• **GIVEN TASK**
Give the records again from the start through the line containing "[134,501,207,540]", switching "glazed tile roof" to "red tile roof" and leaving everything else unchanged.

·····

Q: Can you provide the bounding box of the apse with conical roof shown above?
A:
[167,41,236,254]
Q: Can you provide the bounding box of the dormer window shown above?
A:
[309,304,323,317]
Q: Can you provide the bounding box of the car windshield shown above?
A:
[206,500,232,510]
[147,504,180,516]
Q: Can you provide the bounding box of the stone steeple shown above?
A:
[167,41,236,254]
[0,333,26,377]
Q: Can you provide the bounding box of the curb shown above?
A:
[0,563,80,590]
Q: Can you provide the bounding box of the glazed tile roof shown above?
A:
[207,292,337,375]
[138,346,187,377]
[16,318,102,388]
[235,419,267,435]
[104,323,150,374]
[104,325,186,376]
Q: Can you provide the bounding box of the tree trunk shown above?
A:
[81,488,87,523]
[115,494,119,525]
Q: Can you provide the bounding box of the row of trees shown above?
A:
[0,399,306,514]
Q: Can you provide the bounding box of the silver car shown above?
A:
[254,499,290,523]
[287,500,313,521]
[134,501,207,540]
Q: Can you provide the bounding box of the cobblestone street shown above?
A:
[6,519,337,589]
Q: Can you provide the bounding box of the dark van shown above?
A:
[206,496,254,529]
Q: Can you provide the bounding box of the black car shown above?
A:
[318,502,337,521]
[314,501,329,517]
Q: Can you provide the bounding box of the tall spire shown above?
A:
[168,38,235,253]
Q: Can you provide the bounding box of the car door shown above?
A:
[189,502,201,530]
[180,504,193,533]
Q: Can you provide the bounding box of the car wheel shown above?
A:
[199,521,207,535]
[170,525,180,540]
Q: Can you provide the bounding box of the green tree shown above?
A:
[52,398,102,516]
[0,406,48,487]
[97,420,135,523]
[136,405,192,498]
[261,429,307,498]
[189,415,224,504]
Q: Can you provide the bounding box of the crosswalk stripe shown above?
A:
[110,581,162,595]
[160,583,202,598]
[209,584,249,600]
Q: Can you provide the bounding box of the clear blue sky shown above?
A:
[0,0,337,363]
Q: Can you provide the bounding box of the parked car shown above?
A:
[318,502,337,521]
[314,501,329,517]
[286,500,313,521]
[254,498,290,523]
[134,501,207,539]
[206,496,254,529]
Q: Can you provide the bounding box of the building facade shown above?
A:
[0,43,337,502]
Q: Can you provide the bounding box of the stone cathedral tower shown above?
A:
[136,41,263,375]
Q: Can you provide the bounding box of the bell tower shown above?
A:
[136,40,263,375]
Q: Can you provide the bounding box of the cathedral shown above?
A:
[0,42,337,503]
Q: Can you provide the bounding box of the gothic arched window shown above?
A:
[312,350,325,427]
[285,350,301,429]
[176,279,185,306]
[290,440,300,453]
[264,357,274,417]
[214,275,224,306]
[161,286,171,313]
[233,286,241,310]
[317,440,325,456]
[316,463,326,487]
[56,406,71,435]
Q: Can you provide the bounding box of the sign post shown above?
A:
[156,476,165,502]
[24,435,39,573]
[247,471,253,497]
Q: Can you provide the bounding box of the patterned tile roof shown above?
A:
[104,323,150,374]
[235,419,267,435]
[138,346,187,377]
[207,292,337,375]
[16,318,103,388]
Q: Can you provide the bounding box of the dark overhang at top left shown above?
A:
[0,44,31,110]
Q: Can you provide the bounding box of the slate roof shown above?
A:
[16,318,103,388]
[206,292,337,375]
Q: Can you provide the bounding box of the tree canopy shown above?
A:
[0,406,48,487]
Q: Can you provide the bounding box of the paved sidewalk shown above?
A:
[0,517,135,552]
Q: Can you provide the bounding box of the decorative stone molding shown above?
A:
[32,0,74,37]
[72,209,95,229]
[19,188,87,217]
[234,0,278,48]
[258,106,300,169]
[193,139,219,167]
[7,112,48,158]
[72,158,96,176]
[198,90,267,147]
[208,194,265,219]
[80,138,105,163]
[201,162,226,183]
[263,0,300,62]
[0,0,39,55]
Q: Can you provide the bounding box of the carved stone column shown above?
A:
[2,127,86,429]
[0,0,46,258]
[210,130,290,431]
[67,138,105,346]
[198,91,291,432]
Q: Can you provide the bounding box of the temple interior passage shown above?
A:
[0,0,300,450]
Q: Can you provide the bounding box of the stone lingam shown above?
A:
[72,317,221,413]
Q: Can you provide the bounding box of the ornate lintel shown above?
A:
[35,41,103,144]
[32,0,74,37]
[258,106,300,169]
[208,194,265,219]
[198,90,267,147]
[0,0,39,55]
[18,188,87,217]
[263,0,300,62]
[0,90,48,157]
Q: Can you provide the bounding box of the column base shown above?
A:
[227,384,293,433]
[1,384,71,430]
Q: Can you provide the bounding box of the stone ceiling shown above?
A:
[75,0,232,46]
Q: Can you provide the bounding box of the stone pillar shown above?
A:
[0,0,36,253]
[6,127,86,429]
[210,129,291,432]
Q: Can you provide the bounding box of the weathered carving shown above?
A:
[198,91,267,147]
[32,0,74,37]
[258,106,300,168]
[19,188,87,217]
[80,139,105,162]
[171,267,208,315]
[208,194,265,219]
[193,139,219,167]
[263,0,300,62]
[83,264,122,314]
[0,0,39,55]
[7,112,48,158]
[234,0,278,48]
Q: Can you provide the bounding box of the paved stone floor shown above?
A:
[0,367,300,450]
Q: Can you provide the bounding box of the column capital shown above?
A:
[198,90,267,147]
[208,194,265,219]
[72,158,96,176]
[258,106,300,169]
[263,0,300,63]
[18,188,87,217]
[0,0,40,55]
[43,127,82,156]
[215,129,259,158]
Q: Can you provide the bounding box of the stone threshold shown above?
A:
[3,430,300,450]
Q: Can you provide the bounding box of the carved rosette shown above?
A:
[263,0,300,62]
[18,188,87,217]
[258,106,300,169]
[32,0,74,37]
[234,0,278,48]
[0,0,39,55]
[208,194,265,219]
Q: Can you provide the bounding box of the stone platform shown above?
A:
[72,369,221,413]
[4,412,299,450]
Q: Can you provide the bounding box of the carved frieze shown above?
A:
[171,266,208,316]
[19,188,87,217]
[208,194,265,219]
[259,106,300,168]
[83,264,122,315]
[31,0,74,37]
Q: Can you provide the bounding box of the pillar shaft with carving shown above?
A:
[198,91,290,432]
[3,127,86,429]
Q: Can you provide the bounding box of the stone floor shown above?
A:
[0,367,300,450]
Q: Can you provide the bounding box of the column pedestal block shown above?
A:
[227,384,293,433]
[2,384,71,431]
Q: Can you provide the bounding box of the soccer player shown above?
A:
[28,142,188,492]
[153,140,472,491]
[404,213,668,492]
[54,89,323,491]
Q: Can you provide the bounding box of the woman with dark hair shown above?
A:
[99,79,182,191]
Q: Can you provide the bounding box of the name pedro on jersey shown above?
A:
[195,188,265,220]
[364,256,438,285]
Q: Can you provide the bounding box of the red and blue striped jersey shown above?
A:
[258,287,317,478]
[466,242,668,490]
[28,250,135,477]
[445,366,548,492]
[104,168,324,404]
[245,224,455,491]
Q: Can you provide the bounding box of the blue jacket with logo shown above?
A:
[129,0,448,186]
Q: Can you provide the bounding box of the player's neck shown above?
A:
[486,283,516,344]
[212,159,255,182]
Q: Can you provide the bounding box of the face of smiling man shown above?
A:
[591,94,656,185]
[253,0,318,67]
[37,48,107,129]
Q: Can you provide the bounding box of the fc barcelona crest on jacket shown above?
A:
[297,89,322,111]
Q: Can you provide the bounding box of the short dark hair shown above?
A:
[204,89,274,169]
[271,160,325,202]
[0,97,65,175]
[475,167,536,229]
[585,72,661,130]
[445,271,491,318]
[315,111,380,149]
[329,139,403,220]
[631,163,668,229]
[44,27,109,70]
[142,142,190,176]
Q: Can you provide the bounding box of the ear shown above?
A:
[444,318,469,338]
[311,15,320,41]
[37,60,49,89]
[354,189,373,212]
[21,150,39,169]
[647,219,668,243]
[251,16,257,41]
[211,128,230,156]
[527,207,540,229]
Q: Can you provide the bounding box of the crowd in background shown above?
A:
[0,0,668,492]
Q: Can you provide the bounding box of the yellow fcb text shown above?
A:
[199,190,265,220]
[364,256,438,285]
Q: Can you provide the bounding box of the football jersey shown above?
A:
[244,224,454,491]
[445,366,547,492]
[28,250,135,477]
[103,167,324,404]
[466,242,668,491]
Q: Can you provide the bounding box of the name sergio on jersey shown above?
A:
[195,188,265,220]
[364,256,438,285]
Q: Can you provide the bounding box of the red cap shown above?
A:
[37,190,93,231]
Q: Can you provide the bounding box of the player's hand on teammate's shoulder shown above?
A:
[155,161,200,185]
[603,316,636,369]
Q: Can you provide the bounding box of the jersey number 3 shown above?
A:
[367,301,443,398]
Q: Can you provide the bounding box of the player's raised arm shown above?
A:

·····

• **RESULT BELOW**
Q: Can you provide the bounding box of the apse with conical roof shown above?
A:
[167,41,236,254]
Q: Can you provide the bounding box of the dormer window shown above?
A:
[309,304,323,317]
Q: Can you provide the bounding box of the car windshield shown above?
A:
[206,500,232,510]
[147,504,180,516]
Q: Can you provide the bounding box of the stone steeple shown above?
A:
[167,41,236,254]
[0,333,26,377]
Q: Can you provide the bounding box of the curb shown above?
A:
[0,563,80,590]
Q: Can you provide the bounding box of the red tile roof shown above?
A:
[207,292,337,375]
[138,346,187,377]
[16,318,102,388]
[235,419,267,435]
[104,323,150,374]
[104,325,186,376]
Q: Can you provide the bounding box of the tree trunk shown above?
A:
[81,488,87,523]
[115,494,119,525]
Q: Can you provide the bounding box of the row of trees shown above?
A:
[0,399,306,514]
Q: Can you provide the bounding box of the silver car shown above?
A:
[254,499,290,523]
[287,500,313,521]
[134,501,207,540]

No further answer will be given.